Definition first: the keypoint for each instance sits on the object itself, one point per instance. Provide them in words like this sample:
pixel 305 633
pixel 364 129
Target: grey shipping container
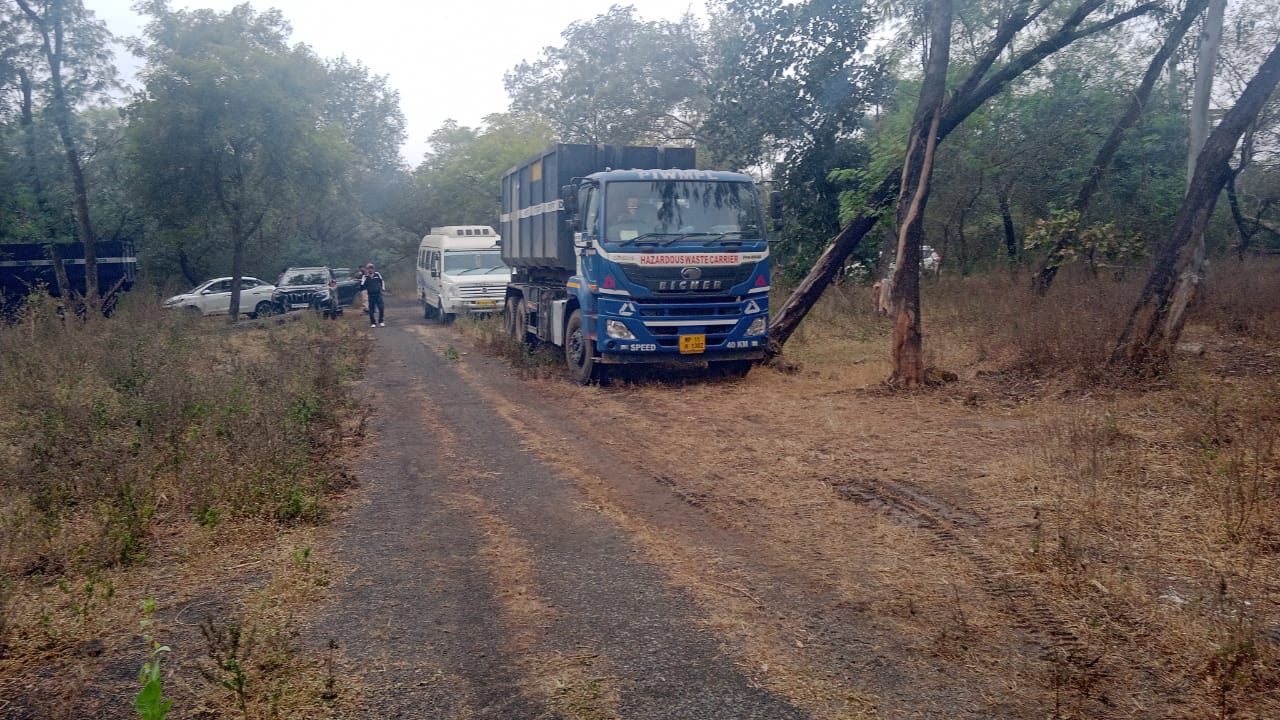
pixel 531 226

◆ ◆ ◆ ◆

- **How to complete this task**
Please retype all of the material exactly, skipping whatever images it holds.

- **Solution below**
Definition first: the keypoint for each instance sits on the object itself, one point per instance. Provide them in words like this sample:
pixel 305 633
pixel 364 129
Target: grey shipping container
pixel 531 226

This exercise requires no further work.